Sam Amca başkalarının yanına çıkarken hep maskesini takar.. Demokrasi maskesi. Biraz insan hakları, hukuk devleti, özgürlük gibi kavramlarla süsler konuşmasını. O “ağuyu altın tas içre sunmayı” bilir. “Zehirini bala katar” öyle sunar.
Sam Amca, Allah’ın servet ve iktidarı halklar ve ülkeler arasında evirip çevireceğinden habersiz. O bizi mallarımız, canlarımız ve sevdiklerimizle kimi zaman artırarak, kimi zaman eksilterek imtihan edecektir..
Doğan büyür, büyüyen yaşlanır, yaşlanan ölür..
Ezel ve ebed (ilk ve son) olan yalnızca Allah’tır.
Kemal, zeval vaktidir.. Gecenin en koyu anı, aydınlığa en yakın olduğu zamandır.

* Veri Kümesi İçeriği:
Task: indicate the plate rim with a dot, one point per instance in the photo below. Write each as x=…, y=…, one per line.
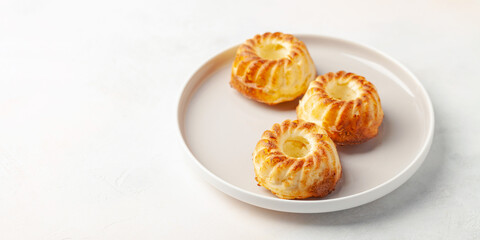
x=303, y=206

---

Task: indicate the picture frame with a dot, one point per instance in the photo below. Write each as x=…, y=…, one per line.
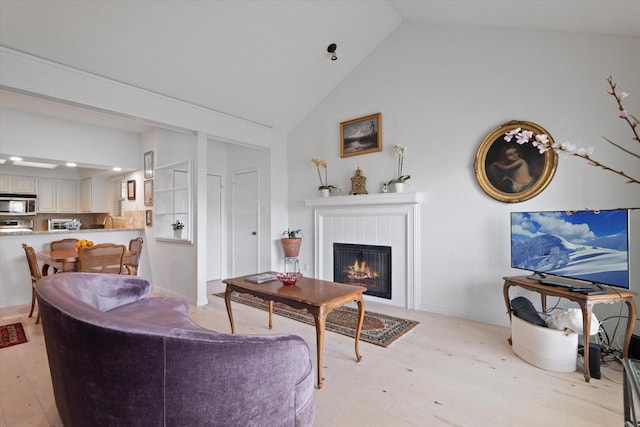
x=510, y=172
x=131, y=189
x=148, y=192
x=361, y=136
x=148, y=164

* Alıştırma:
Aşağıdaki ifadelerin metin parçasıyla uyuşup uyuşmadığını belirtin. Her biri için evet ya da hayır deyin ve karar veren sözleri metinden aynen alıntılayın.
1. Sam Amca başkalarının yanına maskesiz çıkar.
2. Ezel ve ebed olan yalnızca Allah'tır.
3. Gecenin en koyu anı, aydınlıktan en uzak olduğu zamandır.

* Çözüm:
1. Hayır: “Sam Amca başkalarının yanına çıkarken hep maskesini takar”
2. Evet: “Ezel ve ebed (ilk ve son) olan yalnızca Allah’tır.”
3. Hayır: “Gecenin en koyu anı, aydınlığa en yakın olduğu zamandır.”